--- START ---

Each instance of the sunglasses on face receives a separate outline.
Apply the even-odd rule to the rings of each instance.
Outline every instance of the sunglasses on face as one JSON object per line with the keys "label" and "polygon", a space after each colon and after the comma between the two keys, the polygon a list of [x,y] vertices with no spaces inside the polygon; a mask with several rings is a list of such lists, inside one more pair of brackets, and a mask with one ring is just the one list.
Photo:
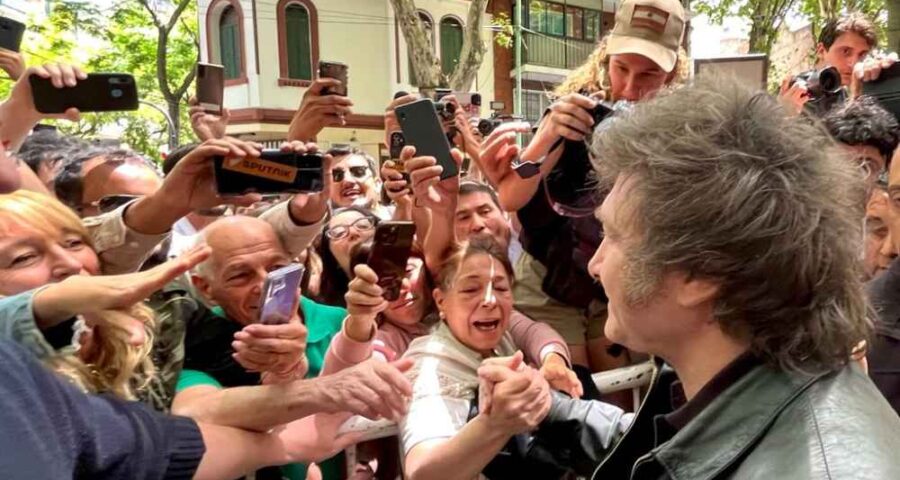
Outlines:
{"label": "sunglasses on face", "polygon": [[140,198],[139,195],[106,195],[105,197],[101,197],[99,200],[93,201],[91,203],[86,203],[78,207],[80,211],[86,210],[88,207],[94,207],[100,211],[100,213],[108,213],[111,212],[126,203]]}
{"label": "sunglasses on face", "polygon": [[[347,169],[350,172],[350,176],[357,180],[365,180],[369,177],[369,167],[358,166],[358,167],[350,167]],[[331,170],[331,178],[334,179],[335,182],[340,182],[344,180],[344,175],[347,174],[347,171],[335,168]]]}
{"label": "sunglasses on face", "polygon": [[351,227],[359,233],[369,232],[375,228],[375,222],[369,217],[359,218],[349,225],[335,225],[325,231],[325,236],[331,240],[340,240],[350,233]]}

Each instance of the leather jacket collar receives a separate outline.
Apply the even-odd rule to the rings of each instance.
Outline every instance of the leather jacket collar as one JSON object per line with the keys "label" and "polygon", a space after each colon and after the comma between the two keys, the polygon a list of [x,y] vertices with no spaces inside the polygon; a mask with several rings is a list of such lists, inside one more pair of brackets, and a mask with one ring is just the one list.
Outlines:
{"label": "leather jacket collar", "polygon": [[801,377],[757,366],[713,400],[671,440],[635,465],[658,462],[672,479],[715,478],[746,455],[819,376]]}

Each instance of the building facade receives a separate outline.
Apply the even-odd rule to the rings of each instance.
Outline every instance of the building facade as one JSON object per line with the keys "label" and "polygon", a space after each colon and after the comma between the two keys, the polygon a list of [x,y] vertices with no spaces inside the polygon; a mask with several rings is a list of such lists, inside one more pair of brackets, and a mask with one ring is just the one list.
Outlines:
{"label": "building facade", "polygon": [[[436,55],[459,57],[467,0],[417,0]],[[225,66],[228,132],[261,142],[285,138],[291,116],[315,78],[319,60],[349,66],[354,113],[317,138],[385,154],[383,113],[398,91],[415,91],[406,43],[388,0],[199,0],[201,59]],[[486,15],[485,27],[490,25]],[[486,42],[491,33],[485,28]],[[455,58],[454,58],[455,56]],[[493,50],[472,91],[491,99]]]}

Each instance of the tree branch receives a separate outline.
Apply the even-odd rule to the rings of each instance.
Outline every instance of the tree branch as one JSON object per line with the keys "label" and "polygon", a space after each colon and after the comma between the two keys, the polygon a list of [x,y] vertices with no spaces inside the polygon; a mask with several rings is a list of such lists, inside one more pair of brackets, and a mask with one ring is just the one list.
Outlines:
{"label": "tree branch", "polygon": [[462,50],[459,54],[459,63],[450,75],[450,87],[457,91],[465,91],[472,85],[472,80],[478,74],[481,61],[487,48],[481,38],[481,27],[484,23],[484,12],[487,10],[488,0],[472,0],[469,5],[468,18],[466,19],[465,35],[463,36]]}
{"label": "tree branch", "polygon": [[172,12],[172,16],[169,17],[169,23],[166,24],[166,33],[172,32],[172,29],[175,28],[175,24],[178,23],[178,19],[181,18],[181,14],[184,13],[184,10],[188,7],[189,3],[191,3],[191,0],[181,0],[181,3],[175,7],[175,11]]}
{"label": "tree branch", "polygon": [[153,11],[153,7],[150,6],[150,2],[148,0],[138,0],[138,2],[141,4],[142,7],[144,7],[144,10],[146,10],[147,13],[150,14],[150,17],[153,18],[153,25],[155,25],[156,28],[162,28],[163,24],[159,20],[159,17],[156,15],[156,12]]}

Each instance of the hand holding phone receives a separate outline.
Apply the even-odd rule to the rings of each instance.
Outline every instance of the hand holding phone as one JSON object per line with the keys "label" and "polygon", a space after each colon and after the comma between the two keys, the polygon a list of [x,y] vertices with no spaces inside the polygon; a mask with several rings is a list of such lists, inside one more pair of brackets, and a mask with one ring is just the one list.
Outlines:
{"label": "hand holding phone", "polygon": [[297,313],[303,265],[294,263],[269,272],[259,298],[259,323],[280,325],[288,323]]}
{"label": "hand holding phone", "polygon": [[0,17],[0,48],[10,52],[19,52],[22,37],[25,35],[25,24],[11,18]]}
{"label": "hand holding phone", "polygon": [[266,149],[258,158],[215,157],[216,189],[222,195],[310,193],[325,188],[321,153]]}
{"label": "hand holding phone", "polygon": [[206,113],[222,114],[225,96],[225,67],[209,63],[197,64],[197,102]]}
{"label": "hand holding phone", "polygon": [[406,144],[416,147],[416,155],[434,157],[441,166],[441,180],[459,175],[456,160],[450,155],[450,142],[444,134],[434,102],[424,98],[400,105],[396,109],[397,120],[406,138]]}
{"label": "hand holding phone", "polygon": [[[71,67],[69,67],[71,68]],[[137,110],[138,92],[134,77],[127,73],[92,73],[79,76],[53,75],[46,69],[28,75],[35,109],[43,114],[116,112]]]}
{"label": "hand holding phone", "polygon": [[347,87],[348,78],[348,70],[346,64],[340,62],[319,62],[319,78],[333,78],[341,82],[340,87],[334,88],[326,88],[322,91],[322,95],[338,95],[340,97],[347,97],[349,89]]}
{"label": "hand holding phone", "polygon": [[378,286],[384,292],[384,299],[389,302],[400,298],[400,286],[406,276],[406,264],[415,234],[413,222],[383,222],[375,229],[366,264],[378,275]]}

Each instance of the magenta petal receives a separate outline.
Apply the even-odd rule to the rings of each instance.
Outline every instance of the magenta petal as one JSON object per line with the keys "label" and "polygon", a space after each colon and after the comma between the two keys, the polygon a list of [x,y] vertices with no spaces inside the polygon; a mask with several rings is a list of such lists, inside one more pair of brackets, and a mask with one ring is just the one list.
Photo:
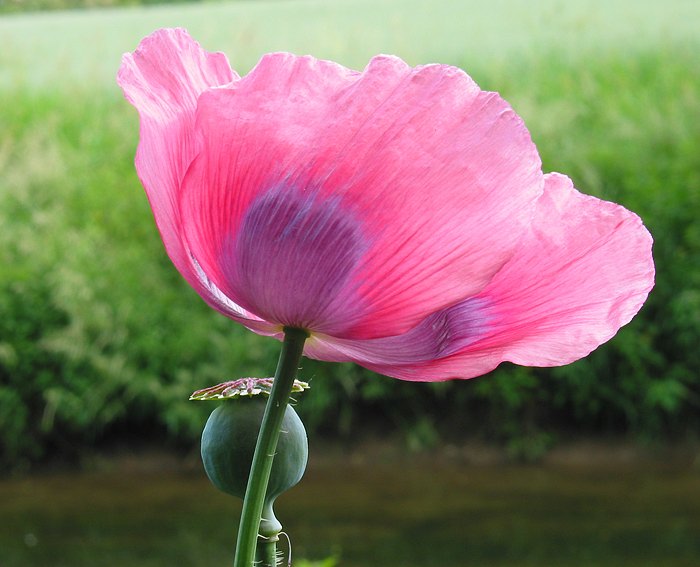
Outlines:
{"label": "magenta petal", "polygon": [[163,29],[124,55],[117,81],[139,111],[136,170],[170,259],[215,309],[265,332],[268,325],[224,297],[192,262],[178,209],[182,178],[198,152],[194,122],[199,95],[235,78],[225,55],[207,53],[184,30]]}
{"label": "magenta petal", "polygon": [[[190,283],[177,193],[197,153],[194,118],[202,91],[232,81],[226,56],[207,53],[184,30],[158,30],[122,58],[117,81],[139,111],[136,170],[173,263]],[[193,284],[194,285],[194,284]]]}
{"label": "magenta petal", "polygon": [[311,354],[345,356],[389,376],[428,381],[478,376],[503,361],[568,364],[612,338],[639,311],[654,285],[651,246],[634,213],[582,195],[567,177],[550,174],[518,252],[468,300],[481,302],[475,340],[446,356],[409,356],[403,364],[366,348],[349,351],[333,339],[311,345]]}
{"label": "magenta petal", "polygon": [[238,79],[161,30],[119,83],[175,266],[256,332],[311,331],[309,356],[409,380],[566,364],[653,286],[639,218],[544,177],[520,118],[459,69],[279,53]]}
{"label": "magenta petal", "polygon": [[[376,339],[312,336],[305,354],[334,362],[354,361],[373,369],[423,365],[460,352],[479,341],[489,329],[488,305],[467,299],[436,311],[410,331]],[[384,372],[392,375],[391,371]]]}
{"label": "magenta petal", "polygon": [[654,287],[652,238],[624,207],[553,173],[521,250],[481,294],[505,360],[568,364],[611,339]]}
{"label": "magenta petal", "polygon": [[[382,56],[356,73],[273,54],[240,81],[203,93],[197,128],[202,152],[185,177],[181,210],[203,270],[262,317],[303,319],[346,338],[400,334],[480,292],[514,253],[543,187],[522,121],[453,67],[412,69]],[[325,211],[318,218],[327,226],[330,209],[352,219],[361,254],[328,260],[336,272],[314,285],[332,287],[334,298],[324,296],[315,313],[280,281],[253,298],[250,274],[237,272],[238,255],[252,254],[234,242],[248,234],[249,210],[270,192],[284,202],[282,191]],[[315,243],[307,236],[304,246],[330,250],[331,233],[318,231]],[[257,253],[269,262],[273,252],[269,243]],[[280,262],[265,273],[287,273]],[[318,278],[311,265],[302,262],[296,277]],[[259,284],[263,272],[253,278]]]}

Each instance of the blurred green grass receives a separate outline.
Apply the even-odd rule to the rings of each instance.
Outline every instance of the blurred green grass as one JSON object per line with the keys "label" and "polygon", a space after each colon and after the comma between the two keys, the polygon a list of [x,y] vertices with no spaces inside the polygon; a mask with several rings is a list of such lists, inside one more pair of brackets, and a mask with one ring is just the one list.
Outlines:
{"label": "blurred green grass", "polygon": [[474,68],[696,45],[694,0],[244,0],[13,14],[0,18],[3,81],[113,89],[115,69],[158,27],[184,26],[247,72],[292,51],[361,68],[377,53]]}
{"label": "blurred green grass", "polygon": [[611,344],[554,370],[404,384],[309,361],[307,424],[409,446],[478,434],[535,458],[561,432],[700,432],[700,4],[242,1],[0,18],[0,463],[110,436],[194,442],[187,395],[270,375],[277,344],[210,311],[172,268],[133,171],[122,52],[184,25],[241,73],[271,50],[361,68],[377,52],[463,67],[523,116],[545,171],[639,213],[657,287]]}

--- END ---

§ **YOUR TASK**
Search the data for the string "receives" and copy out every line where it is found.

§ **ANSWER TO THIS EXERCISE**
Each instance of the sunglasses on face receives a separate outline.
Each instance of the leather jacket collar receives a separate outline.
Each instance of the building facade receives a separate outline.
Each instance of the tree branch receives a separate outline.
Each instance of the hand holding phone receives a separate outline.
Each instance of the magenta petal receives a separate outline.
Each instance of the blurred green grass receives a separate outline.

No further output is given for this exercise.